QUESTIONS:
• 1. Render into Spanish the following sentence from the heart disease analysis: "This analysis sheds light on potential gender disparities in heart attack patients and their health outcomes."
• 2. Write the next part of the heart disease analysis, picking up after its final line of code.

Introduction

We aim to investigate the distribution of healthy and sick patients with heart attacks organized by biological sex, as well as compare the cholesterol levels between males and females in both health statuses. This analysis sheds light on potential gender disparities in heart attack patients and their health outcomes.

Data Source: “https://archive.ics.uci.edu/ml/machine-learning-databases/statlog/heart/heart.dat

# Load some R packages: 
library(tidyverse)
## ── Attaching core tidyverse packages ──────────────────────── tidyverse 2.0.0 ──
## ✔ dplyr     1.1.4     ✔ readr     2.1.5
## ✔ forcats   1.0.0     ✔ stringr   1.5.1
## ✔ ggplot2   3.5.0     ✔ tibble    3.2.1
## ✔ lubridate 1.9.3     ✔ tidyr     1.3.1
## ✔ purrr     1.0.2     
## ── Conflicts ────────────────────────────────────────── tidyverse_conflicts() ──
## ✖ dplyr::filter() masks stats::filter()
## ✖ dplyr::lag()    masks stats::lag()
## ℹ Use the conflicted package (<http://conflicted.r-lib.org/>) to force all conflicts to become errors
library(extrafont)
## Registering fonts with R
library(ggtext)
library(Cairo)

# Get the data: 
url<-"https://archive.ics.uci.edu/ml/machine-learning-databases/statlog/heart/heart.dat"

heart <- read.csv(url, sep=" ", header = F)
names <- c("age", "sex", "cp", "restbp", 
           "chol", "fbs", "restecg", "maxach", "exang", "oldpeak", "slope", "num", 
           "thal","disease")
heart<-data.frame(heart)

load("heart_data.Rdata")

[Saved entries]
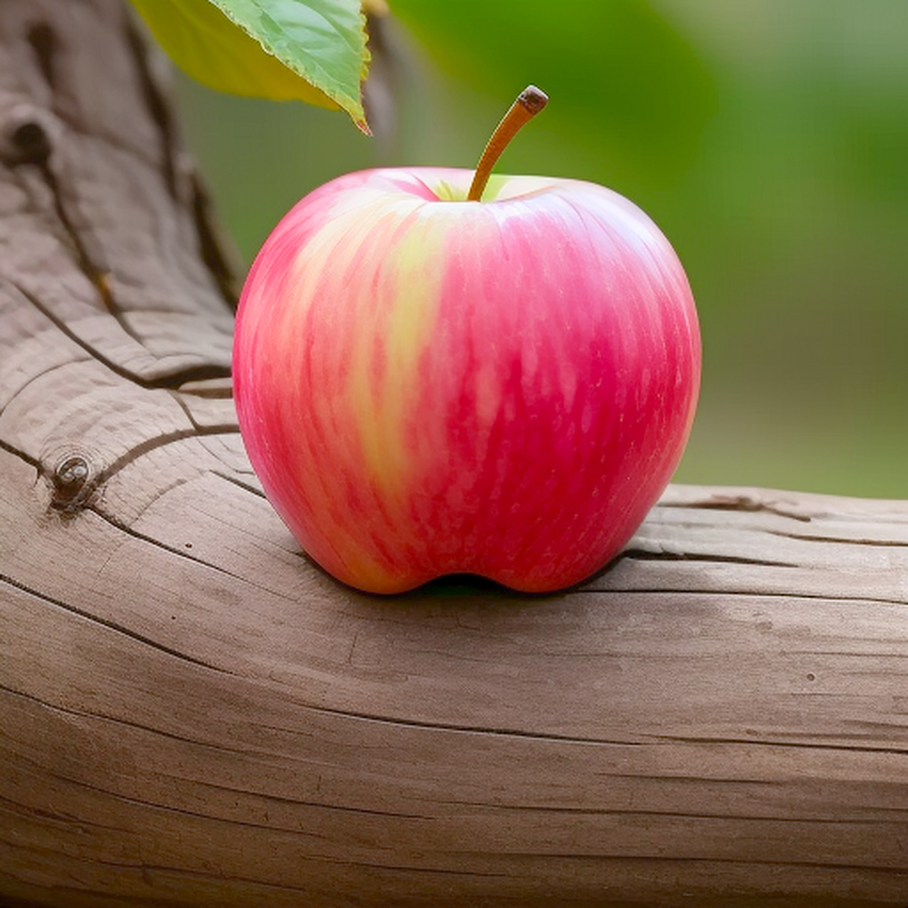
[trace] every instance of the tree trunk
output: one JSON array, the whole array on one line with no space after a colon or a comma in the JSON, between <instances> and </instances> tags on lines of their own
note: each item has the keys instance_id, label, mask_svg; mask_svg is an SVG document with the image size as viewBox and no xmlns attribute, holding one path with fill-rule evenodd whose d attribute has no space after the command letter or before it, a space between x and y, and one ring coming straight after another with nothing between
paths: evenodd
<instances>
[{"instance_id":1,"label":"tree trunk","mask_svg":"<svg viewBox=\"0 0 908 908\"><path fill-rule=\"evenodd\" d=\"M340 587L153 69L2 0L0 902L908 903L908 503L676 487L569 593Z\"/></svg>"}]
</instances>

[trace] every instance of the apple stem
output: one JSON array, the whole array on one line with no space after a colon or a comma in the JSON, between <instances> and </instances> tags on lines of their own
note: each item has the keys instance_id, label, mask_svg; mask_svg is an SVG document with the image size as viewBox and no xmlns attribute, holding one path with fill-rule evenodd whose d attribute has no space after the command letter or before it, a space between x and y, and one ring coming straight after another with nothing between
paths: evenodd
<instances>
[{"instance_id":1,"label":"apple stem","mask_svg":"<svg viewBox=\"0 0 908 908\"><path fill-rule=\"evenodd\" d=\"M469 184L469 192L467 193L468 202L479 202L482 198L486 183L492 175L492 168L501 157L501 153L517 135L520 127L536 116L548 103L548 95L539 91L536 85L528 85L517 96L517 101L510 105L510 109L501 118L501 123L495 127L495 132L492 133L492 137L476 165L473 182Z\"/></svg>"}]
</instances>

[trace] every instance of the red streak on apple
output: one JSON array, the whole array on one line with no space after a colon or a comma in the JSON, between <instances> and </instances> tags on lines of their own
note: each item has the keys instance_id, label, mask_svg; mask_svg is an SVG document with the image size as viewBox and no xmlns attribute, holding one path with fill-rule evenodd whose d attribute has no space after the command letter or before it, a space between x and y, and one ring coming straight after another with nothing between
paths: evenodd
<instances>
[{"instance_id":1,"label":"red streak on apple","mask_svg":"<svg viewBox=\"0 0 908 908\"><path fill-rule=\"evenodd\" d=\"M375 170L311 192L246 281L234 395L306 552L397 593L473 573L577 584L665 489L700 337L674 251L588 183Z\"/></svg>"}]
</instances>

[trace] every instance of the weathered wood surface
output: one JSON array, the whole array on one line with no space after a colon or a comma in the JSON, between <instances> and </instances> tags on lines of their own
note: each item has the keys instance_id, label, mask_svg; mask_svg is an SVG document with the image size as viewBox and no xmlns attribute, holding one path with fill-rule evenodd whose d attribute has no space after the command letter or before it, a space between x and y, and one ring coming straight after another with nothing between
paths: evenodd
<instances>
[{"instance_id":1,"label":"weathered wood surface","mask_svg":"<svg viewBox=\"0 0 908 908\"><path fill-rule=\"evenodd\" d=\"M677 487L571 593L339 587L137 47L0 5L0 903L908 904L908 503Z\"/></svg>"}]
</instances>

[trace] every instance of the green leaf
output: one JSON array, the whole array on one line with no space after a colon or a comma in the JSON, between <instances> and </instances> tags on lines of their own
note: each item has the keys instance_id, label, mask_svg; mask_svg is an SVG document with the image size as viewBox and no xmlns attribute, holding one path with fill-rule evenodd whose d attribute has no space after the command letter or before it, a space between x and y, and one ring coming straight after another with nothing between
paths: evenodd
<instances>
[{"instance_id":1,"label":"green leaf","mask_svg":"<svg viewBox=\"0 0 908 908\"><path fill-rule=\"evenodd\" d=\"M187 74L232 94L340 107L368 133L360 0L132 0Z\"/></svg>"}]
</instances>

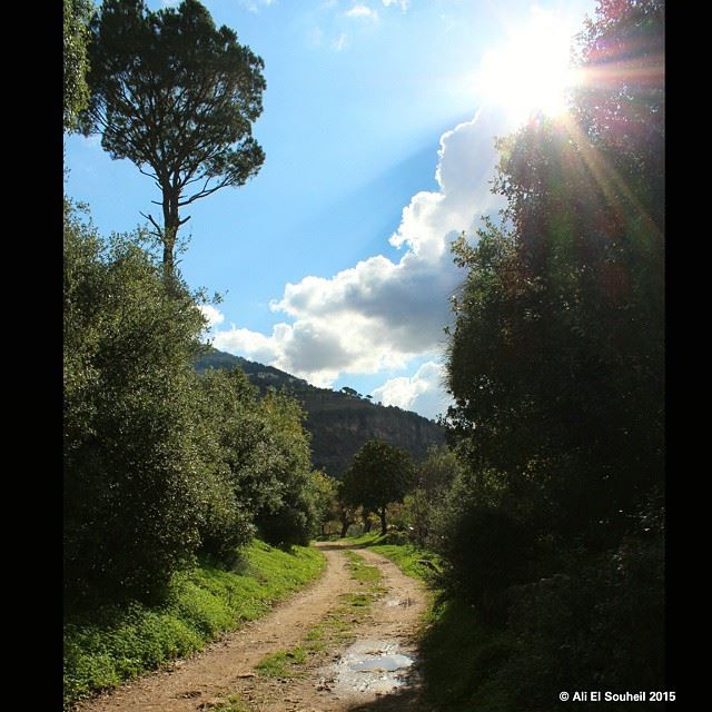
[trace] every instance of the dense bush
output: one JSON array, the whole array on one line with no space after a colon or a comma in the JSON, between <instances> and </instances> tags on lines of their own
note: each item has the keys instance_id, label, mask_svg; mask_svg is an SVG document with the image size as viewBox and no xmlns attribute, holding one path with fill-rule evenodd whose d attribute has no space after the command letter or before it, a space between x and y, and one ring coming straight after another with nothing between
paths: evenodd
<instances>
[{"instance_id":1,"label":"dense bush","mask_svg":"<svg viewBox=\"0 0 712 712\"><path fill-rule=\"evenodd\" d=\"M69 609L149 601L197 553L316 533L304 414L240 372L197 376L199 298L141 236L65 214L65 581Z\"/></svg>"},{"instance_id":2,"label":"dense bush","mask_svg":"<svg viewBox=\"0 0 712 712\"><path fill-rule=\"evenodd\" d=\"M202 472L190 362L204 320L136 240L65 215L65 574L69 600L150 596L191 561Z\"/></svg>"}]
</instances>

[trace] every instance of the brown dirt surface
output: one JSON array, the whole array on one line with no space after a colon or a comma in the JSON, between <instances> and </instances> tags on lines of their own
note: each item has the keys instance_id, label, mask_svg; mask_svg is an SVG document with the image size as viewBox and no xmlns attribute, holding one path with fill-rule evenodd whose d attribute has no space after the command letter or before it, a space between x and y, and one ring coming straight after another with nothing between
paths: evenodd
<instances>
[{"instance_id":1,"label":"brown dirt surface","mask_svg":"<svg viewBox=\"0 0 712 712\"><path fill-rule=\"evenodd\" d=\"M347 646L344 641L309 655L295 676L276 679L256 673L256 665L267 655L304 644L307 632L335 610L342 594L363 591L364 584L349 574L343 554L346 547L327 543L317 543L316 546L327 557L326 571L317 582L277 604L265 617L246 624L196 656L87 701L76 708L77 712L416 710L417 670L411 675L411 684L397 694L358 693L330 685L329 671ZM383 591L378 600L366 609L365 615L348 619L349 642L385 640L397 644L399 651L415 655L415 636L427 605L424 586L375 552L359 548L358 555L368 565L378 567ZM230 695L238 695L240 700L234 708L227 702Z\"/></svg>"}]
</instances>

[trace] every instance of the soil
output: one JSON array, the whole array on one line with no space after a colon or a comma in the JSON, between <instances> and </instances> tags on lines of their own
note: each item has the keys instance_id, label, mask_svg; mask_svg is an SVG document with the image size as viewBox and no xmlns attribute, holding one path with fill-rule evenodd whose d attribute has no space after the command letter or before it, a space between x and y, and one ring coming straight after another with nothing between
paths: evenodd
<instances>
[{"instance_id":1,"label":"soil","mask_svg":"<svg viewBox=\"0 0 712 712\"><path fill-rule=\"evenodd\" d=\"M347 568L338 544L317 543L327 558L322 577L291 599L277 604L258 621L246 624L198 655L123 685L112 693L77 706L77 712L196 712L220 709L229 695L238 694L255 712L409 711L418 708L416 633L427 604L424 586L375 552L359 548L369 565L382 573L385 590L360 620L354 619L356 643L365 649L397 651L415 660L398 686L365 690L338 684L338 662L352 643L326 650L295 678L263 678L255 666L270 653L303 642L308 630L332 610L339 594L356 593L358 582ZM399 660L399 657L398 657ZM364 685L359 685L363 688Z\"/></svg>"}]
</instances>

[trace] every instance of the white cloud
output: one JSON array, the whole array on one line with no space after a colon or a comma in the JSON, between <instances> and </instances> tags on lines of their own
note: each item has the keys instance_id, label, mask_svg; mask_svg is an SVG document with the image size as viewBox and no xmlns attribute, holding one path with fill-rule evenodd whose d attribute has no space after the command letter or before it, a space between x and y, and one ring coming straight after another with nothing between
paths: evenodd
<instances>
[{"instance_id":1,"label":"white cloud","mask_svg":"<svg viewBox=\"0 0 712 712\"><path fill-rule=\"evenodd\" d=\"M497 160L494 136L506 130L500 112L482 110L442 136L438 189L416 194L390 236L404 250L399 260L376 255L330 278L287 284L270 308L290 324L277 324L270 336L236 327L217 332L215 346L322 386L339 374L374 374L404 368L416 356L436 357L451 323L449 297L463 278L448 245L463 230L472 235L483 214L502 206L488 181ZM424 400L425 392L415 393L432 382L428 374L407 388L395 379L388 397L411 394L413 403L435 407Z\"/></svg>"},{"instance_id":2,"label":"white cloud","mask_svg":"<svg viewBox=\"0 0 712 712\"><path fill-rule=\"evenodd\" d=\"M275 4L277 0L238 0L238 2L250 12L259 12L261 8L268 8Z\"/></svg>"},{"instance_id":3,"label":"white cloud","mask_svg":"<svg viewBox=\"0 0 712 712\"><path fill-rule=\"evenodd\" d=\"M408 9L408 0L382 0L384 8L389 8L392 4L400 8L402 12Z\"/></svg>"},{"instance_id":4,"label":"white cloud","mask_svg":"<svg viewBox=\"0 0 712 712\"><path fill-rule=\"evenodd\" d=\"M350 10L345 12L347 18L366 18L368 20L377 20L378 11L373 10L365 4L355 4Z\"/></svg>"},{"instance_id":5,"label":"white cloud","mask_svg":"<svg viewBox=\"0 0 712 712\"><path fill-rule=\"evenodd\" d=\"M428 418L444 414L452 403L444 390L445 367L429 360L411 376L390 378L372 393L374 400L395 405L404 411L417 411Z\"/></svg>"},{"instance_id":6,"label":"white cloud","mask_svg":"<svg viewBox=\"0 0 712 712\"><path fill-rule=\"evenodd\" d=\"M218 324L225 322L225 315L210 304L202 304L198 307L202 312L202 316L208 322L208 329L216 327Z\"/></svg>"}]
</instances>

ANSWER LIST:
• 1. Este análisis arroja luz sobre posibles disparidades de género en los pacientes con ataques cardíacos y sus resultados de salud.

• 2.
ggplot(data = heart.dat, mapping = aes(x = sex, fill = disease)) +
  geom_bar() +
  
  labs(title ="Distrubution of Disease with Relation to Sex",
       x = "Sex",
       y = "Number of People",
       color="State of Health (Sick vs Healthy)",
       caption = "Distribution of Sick vs Healthy individuals within the data set, organized by biological sex")

# Save the plot: 
ggsave("Heart_Disease.png",
       width = 21,
       height = 30,
       units = "cm",
       dpi = 500,
       type = "cairo-png")
## Warning: Using ragg device as default. Ignoring `type` and `antialias`
## arguments

Distribution of male and female healthy and sick patients

# Pie chart
ggplot(data = heart.dat, mapping = aes(x = "", fill = disease)) +
  geom_bar(width = 1) +  # Create a pie chart by setting width = 1
  coord_polar(theta = "y") +  # Convert the bar chart to a pie chart
  labs(title = "Distribution of Disease with Relation to Sex",
       fill = "State of Health (Sick vs Healthy)") +
  theme_void()  # Remove axis and grid lines

# Save the plot: 
ggsave("Heart_Disease_pie.png",
       width = 21,
       height = 30,
       units = "cm",
       dpi = 500,
       type = "cairo-png")
## Warning: Using ragg device as default. Ignoring `type` and `antialias`
## arguments

A Comparative Analysis of Health Status and Cholesterol Levels

Males and female often have different values for clincial and physiological variables. We can make a scatter plot that compares cholesterol in males and females who are helathy and sick.

ggplot(data = heart.dat, mapping = aes(x = sex, y = chol, color = disease)) +
  geom_jitter() +
  labs(title ="Cholesterol levels of healthy vs Sick Individuals",
       x = "Sex",
       y = "Cholesterol Levels")

# Save the plot: 
ggsave("Heart_Disease_scatter.png",
       width = 21,
       height = 25,
       units = "cm",
       dpi = 500,
       type = "cairo-png")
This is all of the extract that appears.